We'd like to use CMake instead of autotools to build native (C/C++) code in
Hadoop. There are a lot of reasons to want to do this. For one thing, it is
not feasible to use autotools on the Windows platform, because it depends on
UNIX shell scripts, the m4 macro processor, and some other pieces of
infrastructure which are not present on Windows.
For another thing, CMake builds are substantially simpler and faster, because
there is only one layer of generated code. With autotools, you have automake
generating m4 code which autoconf reads, which it uses to generate a UNIX shell
script, which then generates another UNIX shell script, which eventually
generates Makefiles. CMake simply generates Makefiles out of CMakeLists.txt
files-- much simpler to understand and debug, and much faster.
CMake is a lot easier to learn.
automake error messages can be very, very confusing. This is because you are
essentially debugging a pile of shell scripts and macros, rather than a
coherent whole. So you see error messages like "autoreconf: cannot empty
/tmp/ar0.4849: Is a directory" or "Can't locate object method "path" via
package "Autom4te... and so forth. CMake error messages come from the CMake
application and they almost always immediately point you to the problem.

[Given records]
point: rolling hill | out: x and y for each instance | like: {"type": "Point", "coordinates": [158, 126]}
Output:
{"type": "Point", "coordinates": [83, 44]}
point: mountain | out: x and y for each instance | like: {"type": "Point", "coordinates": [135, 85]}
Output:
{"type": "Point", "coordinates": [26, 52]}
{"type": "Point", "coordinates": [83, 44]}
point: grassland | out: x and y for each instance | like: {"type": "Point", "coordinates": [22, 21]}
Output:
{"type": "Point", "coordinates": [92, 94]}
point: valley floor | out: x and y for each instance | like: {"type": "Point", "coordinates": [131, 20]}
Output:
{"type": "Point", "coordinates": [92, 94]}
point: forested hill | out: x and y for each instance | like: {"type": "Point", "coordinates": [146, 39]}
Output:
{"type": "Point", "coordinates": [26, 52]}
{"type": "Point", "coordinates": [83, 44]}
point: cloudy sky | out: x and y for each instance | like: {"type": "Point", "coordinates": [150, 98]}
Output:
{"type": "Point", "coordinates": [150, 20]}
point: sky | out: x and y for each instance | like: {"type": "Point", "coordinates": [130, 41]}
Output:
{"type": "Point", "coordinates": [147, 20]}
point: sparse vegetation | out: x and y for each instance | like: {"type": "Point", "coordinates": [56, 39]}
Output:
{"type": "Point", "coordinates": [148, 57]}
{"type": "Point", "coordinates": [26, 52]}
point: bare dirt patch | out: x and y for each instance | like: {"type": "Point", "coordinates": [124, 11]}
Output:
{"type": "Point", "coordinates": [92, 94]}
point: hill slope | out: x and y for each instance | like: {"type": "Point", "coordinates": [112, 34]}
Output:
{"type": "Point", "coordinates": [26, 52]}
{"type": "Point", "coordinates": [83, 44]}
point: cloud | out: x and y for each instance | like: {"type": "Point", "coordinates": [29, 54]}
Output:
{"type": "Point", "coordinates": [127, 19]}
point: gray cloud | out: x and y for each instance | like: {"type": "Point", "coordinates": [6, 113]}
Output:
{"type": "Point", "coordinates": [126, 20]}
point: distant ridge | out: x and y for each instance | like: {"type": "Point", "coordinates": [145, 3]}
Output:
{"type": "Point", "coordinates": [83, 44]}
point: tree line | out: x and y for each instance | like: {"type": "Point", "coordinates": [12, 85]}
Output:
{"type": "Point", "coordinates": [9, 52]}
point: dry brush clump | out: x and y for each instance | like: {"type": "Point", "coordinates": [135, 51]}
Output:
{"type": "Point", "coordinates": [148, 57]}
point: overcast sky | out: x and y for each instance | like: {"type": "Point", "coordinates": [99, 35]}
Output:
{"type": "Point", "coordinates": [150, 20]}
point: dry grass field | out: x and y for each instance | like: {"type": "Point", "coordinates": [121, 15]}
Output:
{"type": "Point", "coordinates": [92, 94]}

[Aim] Continue the text on moving Hadoop's native C/C++ build from autotools to CMake, starting right after its last sentence.

[Written reply]
>From a build point of view, the net result of adopting CMake would be that you
would no longer need automake and related programs installed to build the
native parts of Hadoop. Instead, you would need CMake installed. CMake is
packaged by Red Hat, even in RHEL5, so it shouldn't be difficult to install
locally. It's also available for Mac OS X and Windows, as I mentioned earlier.
The JIRA for this work is at https://issues.apache.org/jira/browse/HADOOP-8368
Thanks for reading.